_PROVIDED DATA_:
******************************
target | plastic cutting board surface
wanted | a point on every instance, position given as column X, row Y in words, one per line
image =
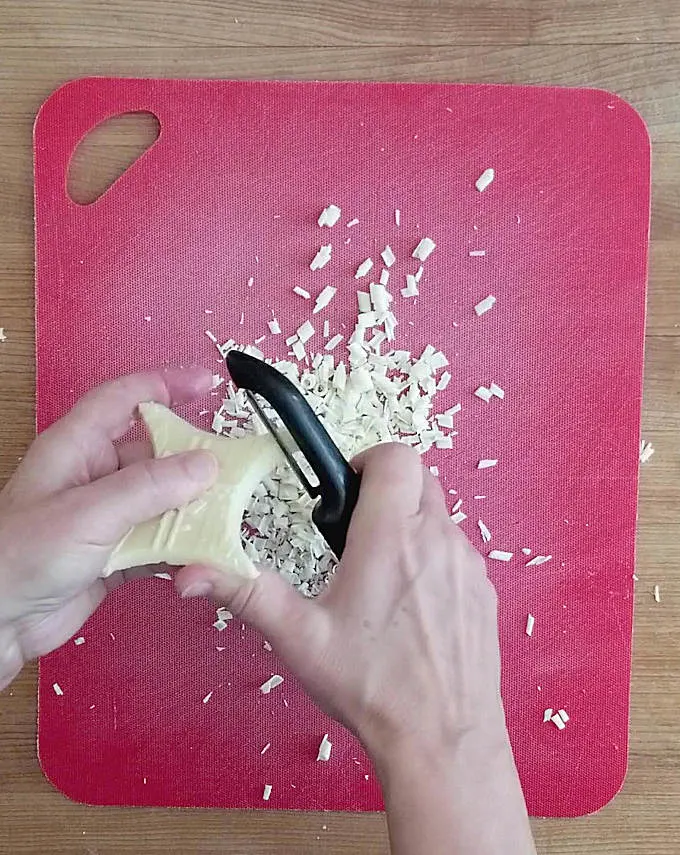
column 232, row 190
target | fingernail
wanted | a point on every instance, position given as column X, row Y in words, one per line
column 198, row 589
column 202, row 466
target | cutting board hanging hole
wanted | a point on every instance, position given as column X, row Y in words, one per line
column 107, row 152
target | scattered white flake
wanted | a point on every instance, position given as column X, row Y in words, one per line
column 444, row 381
column 329, row 216
column 424, row 248
column 325, row 747
column 539, row 559
column 305, row 332
column 646, row 451
column 322, row 258
column 364, row 301
column 484, row 531
column 484, row 305
column 324, row 298
column 388, row 256
column 299, row 351
column 557, row 721
column 485, row 179
column 332, row 343
column 271, row 683
column 486, row 464
column 411, row 289
column 363, row 268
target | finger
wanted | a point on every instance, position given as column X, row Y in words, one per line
column 78, row 448
column 109, row 507
column 133, row 452
column 432, row 500
column 391, row 484
column 39, row 634
column 290, row 621
column 109, row 409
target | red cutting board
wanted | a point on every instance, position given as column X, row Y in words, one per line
column 231, row 190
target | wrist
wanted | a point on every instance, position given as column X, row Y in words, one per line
column 485, row 748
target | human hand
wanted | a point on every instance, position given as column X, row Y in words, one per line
column 404, row 641
column 74, row 495
column 403, row 649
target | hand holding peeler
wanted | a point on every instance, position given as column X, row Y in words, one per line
column 338, row 487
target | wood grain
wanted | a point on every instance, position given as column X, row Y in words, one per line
column 632, row 48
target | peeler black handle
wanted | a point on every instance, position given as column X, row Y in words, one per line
column 338, row 486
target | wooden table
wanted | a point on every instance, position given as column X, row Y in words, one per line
column 631, row 48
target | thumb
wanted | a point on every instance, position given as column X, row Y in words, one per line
column 112, row 505
column 294, row 624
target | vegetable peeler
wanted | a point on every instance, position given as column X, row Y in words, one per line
column 338, row 487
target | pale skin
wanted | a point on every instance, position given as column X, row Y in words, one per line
column 402, row 648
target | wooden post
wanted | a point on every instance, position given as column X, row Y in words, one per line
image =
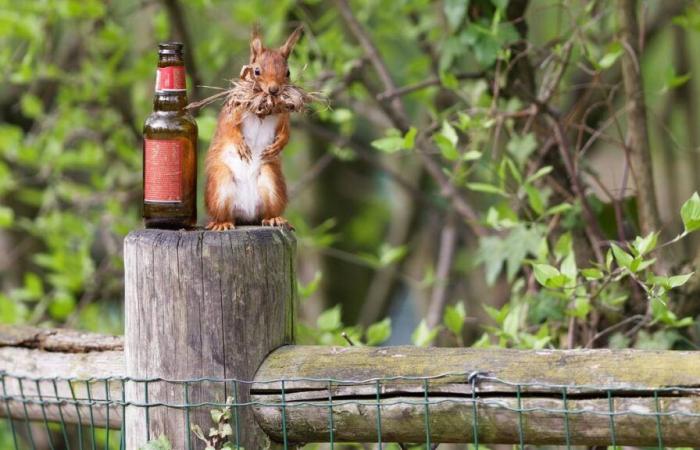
column 202, row 305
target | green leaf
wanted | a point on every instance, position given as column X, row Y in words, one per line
column 646, row 244
column 7, row 217
column 568, row 267
column 31, row 106
column 544, row 273
column 379, row 332
column 690, row 213
column 409, row 139
column 389, row 255
column 216, row 415
column 582, row 306
column 563, row 246
column 329, row 320
column 455, row 10
column 454, row 318
column 534, row 198
column 539, row 174
column 449, row 132
column 389, row 144
column 623, row 258
column 422, row 336
column 162, row 443
column 486, row 188
column 558, row 209
column 679, row 280
column 592, row 274
column 613, row 52
column 447, row 149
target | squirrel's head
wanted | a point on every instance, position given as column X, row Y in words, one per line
column 268, row 66
column 264, row 87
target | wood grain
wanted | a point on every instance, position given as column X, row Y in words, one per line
column 542, row 380
column 203, row 305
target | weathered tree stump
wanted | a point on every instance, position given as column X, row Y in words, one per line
column 202, row 304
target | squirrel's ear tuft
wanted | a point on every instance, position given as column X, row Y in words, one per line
column 255, row 44
column 286, row 49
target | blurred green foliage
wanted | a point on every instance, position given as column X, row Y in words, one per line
column 78, row 78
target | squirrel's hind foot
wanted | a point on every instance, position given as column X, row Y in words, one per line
column 220, row 226
column 277, row 222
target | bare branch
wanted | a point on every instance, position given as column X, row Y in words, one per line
column 637, row 134
column 435, row 81
column 438, row 299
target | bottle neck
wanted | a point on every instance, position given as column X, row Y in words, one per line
column 170, row 101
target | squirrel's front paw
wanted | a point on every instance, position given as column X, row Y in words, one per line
column 277, row 222
column 269, row 154
column 220, row 226
column 245, row 153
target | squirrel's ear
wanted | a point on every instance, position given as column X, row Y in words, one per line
column 255, row 44
column 286, row 49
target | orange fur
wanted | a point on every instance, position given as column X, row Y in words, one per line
column 271, row 66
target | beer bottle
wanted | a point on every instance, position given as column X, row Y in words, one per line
column 170, row 148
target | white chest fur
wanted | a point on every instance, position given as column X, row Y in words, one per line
column 258, row 134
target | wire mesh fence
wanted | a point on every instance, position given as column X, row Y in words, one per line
column 472, row 409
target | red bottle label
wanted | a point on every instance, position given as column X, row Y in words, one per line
column 162, row 180
column 171, row 78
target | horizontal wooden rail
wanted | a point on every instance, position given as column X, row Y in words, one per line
column 634, row 384
column 41, row 360
column 589, row 384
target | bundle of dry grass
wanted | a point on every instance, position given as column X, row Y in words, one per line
column 247, row 94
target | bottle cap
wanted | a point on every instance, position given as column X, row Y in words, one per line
column 170, row 48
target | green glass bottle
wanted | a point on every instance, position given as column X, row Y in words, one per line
column 170, row 148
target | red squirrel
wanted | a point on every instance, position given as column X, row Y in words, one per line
column 245, row 183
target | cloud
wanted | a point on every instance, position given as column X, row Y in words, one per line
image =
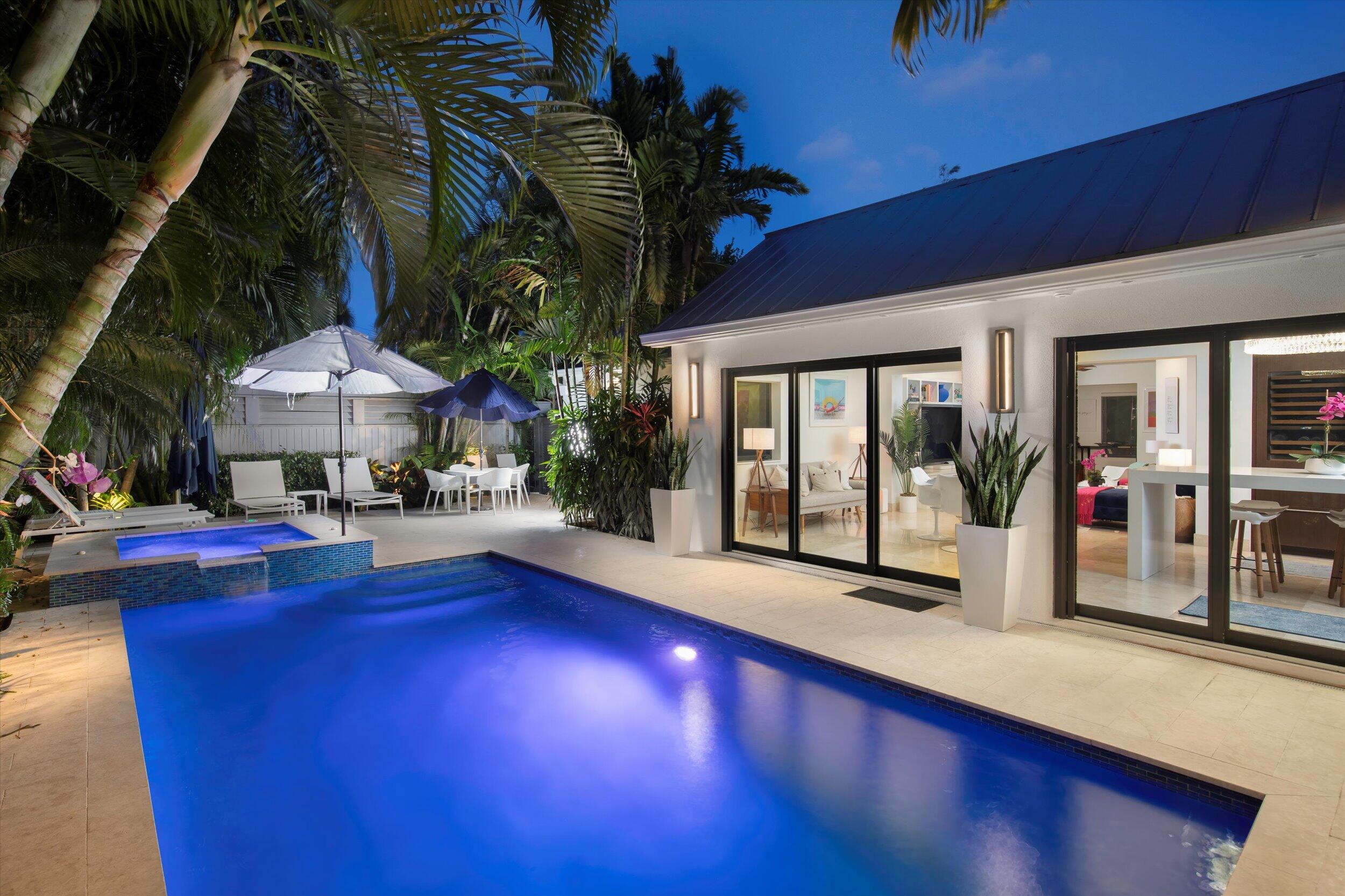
******************************
_HOW TO COMPLETE THIS TASK_: From the records above, show each line that contains the word "green".

_ANSWER TO THIS TASK_:
target | green leaf
target | blurred green foliage
target | green glass bottle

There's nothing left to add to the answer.